Passage to read.
Tuesday News: Department of Justice Publishes Comments to Proposed Settlement and Responds
Yesterday, the Department of Justice released 868 comments made in support and in protest of the proposed settlement. You can find both the comments and the response here at the DOJ site. This is nothing compared to the number of 30,000+ comments that the Microsoft settlement with the DOJ generated. (A side note. The MS settlement was first proposed in November of 2001 and underwent several changes and wasn’t entered until a year later and there were additional issues that were litigated several years following)
There were only about 70 comments in support of the settlement and 52 were from readers/consumers. Many of those echoed the sentiments in the form letter I created at support4settlement.wordpress.com which was actually name checked in the DOJ papers. The rest of the comments, or over 90% of them, objected to the settlement.
DOJ basically said that the complaints were from self serving individuals and businesses who wanted to profit from collusive activity and that the Court should look to determining whether the settlement benefits consumers rather than brick and mortar stores.
Notes of Interest
- DOJ repudiated that agency helped build a competitive ecosystem and pointed to pre agency events such as ABA announcement in 2009 that it would sell ebooks via independent bookstores; BN nook launch that predated agency as well as current events such as the $300 million investment by Microsoft in B&N. It did not mention the acquisition of Kobo by Ratuken.
- Contracts would not be automatically terminated with the settlement except for those with Apple. Instead, the settling parties had to take all steps necessary to effectuate termination in the 30 days following the settlement. It does appear, though, that many agreements can be terminated in 30 to 60 days.
- DOJ suggests that if brick and mortar stores are so important to traditional publishers that the traditional publishers subsidize those businesses instead of asking ebook consumers to do it.
- There was no plausible evidence that Amazon engaged in predatory pricing and that “[f]rom the time of its launch, Amazon’s e-book distribution business has been consistently profitable, even when substantially discounting some newly released and bestselling titles.”
- All the supposed challenges in implementing the terms of the settlement were fine with the settling defendants and they haven’t indicated that they would have any trouble monitoring or auditing agreements with retailers.
The DOJ writes “When Apple launched its iBookstore in April of 2010, virtually overnight the retail prices of many bestselling and newly released e-books published in this country jumped 30 to 50 percent—affecting millions of consumers. The United States conducted a lengthy investigation into this steep price increase and uncovered significant evidence that the seismic shift in e-book prices was not the result of market forces, but rather came about through the collusive efforts of Apple and five of the six largest publishers in the country.”
Does the DOJ have to prove their case to get this settlement approved?

Task set.
a: Transcribe the stretch of the post about the DOJ settlement comments from "Tuesday News: Department" through "several years following)".
b: Using the post about the DOJ settlement comments, decide whether each statement agrees with it, answering yes or no and quoting the deciding words: (i) The Department of Justice released 868 comments on the proposed settlement. (ii) The DOJ mentioned the acquisition of Kobo. (iii) All contracts would be automatically terminated with the settlement.
c: Answer these questions from the post about the DOJ settlement comments:
(i) How many of the comments in support of the settlement were from readers/consumers?
(ii) How much did Microsoft invest in B&N?
(iii) By how much did retail prices of many bestselling and newly released e-books jump when Apple launched its iBookstore?

Data provided.

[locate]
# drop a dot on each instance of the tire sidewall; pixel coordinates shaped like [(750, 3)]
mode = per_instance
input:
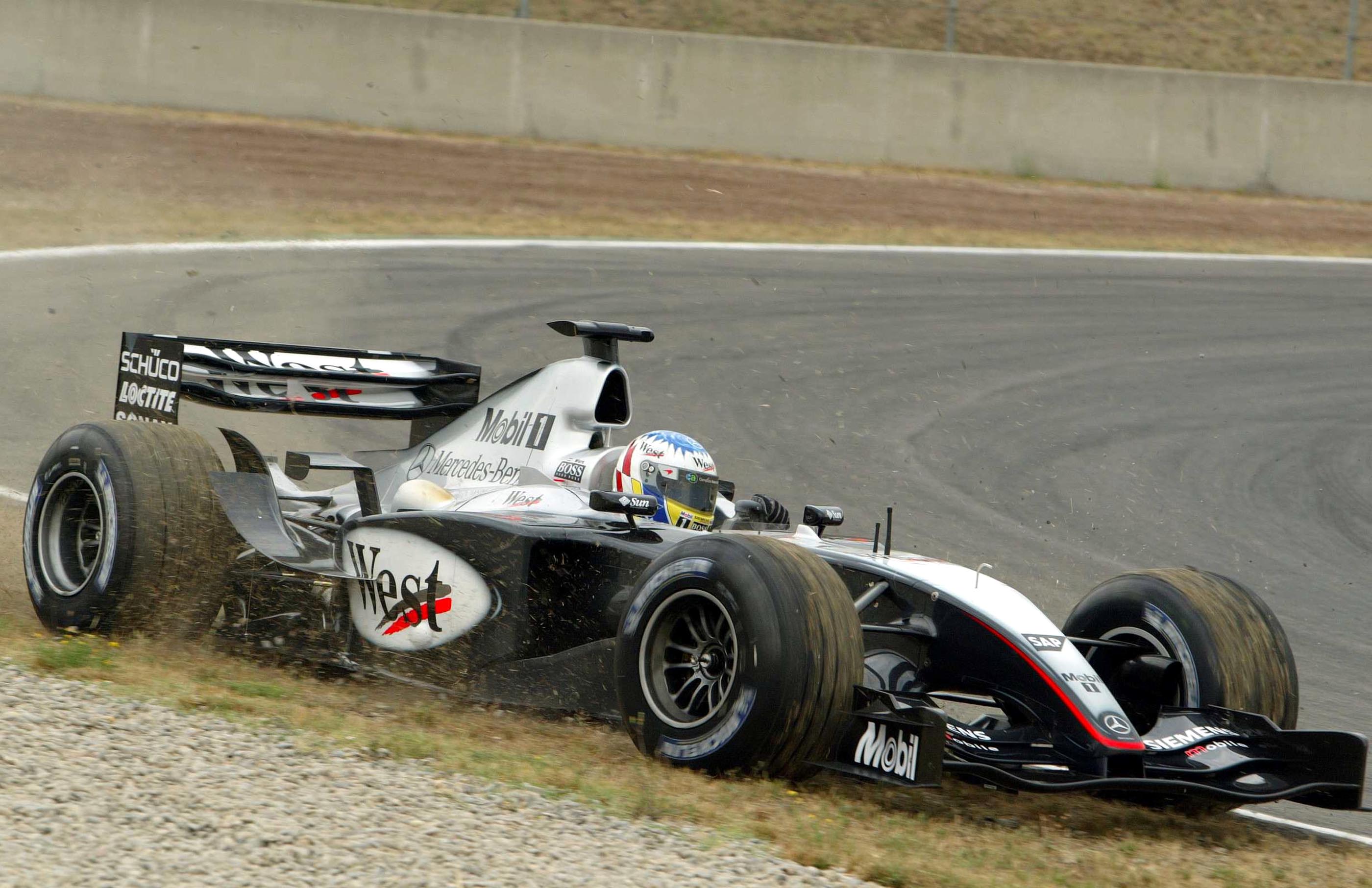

List of solutions.
a:
Tuesday News: Department of Justice Publishes Comments to Proposed Settlement and Responds
Yesterday, the Department of Justice released 868 comments made in support and in protest of the proposed settlement. You can find both the comments and the response here at the DOJ site. This is nothing compared to the number of 30,000+ comments that the Microsoft settlement with the DOJ generated. (A side note. The MS settlement was first proposed in November of 2001 and underwent several changes and wasn’t entered until a year later and there were additional issues that were litigated several years following)

b:
(i) Yes: "the Department of Justice released 868 comments made in support and in protest of the proposed settlement"
(ii) No: "It did not mention the acquisition of Kobo by Ratuken."
(iii) No: "Contracts would not be automatically terminated with the settlement except for those with Apple."

c:
(i) 52
(ii) $300 million
(iii) 30 to 50 percent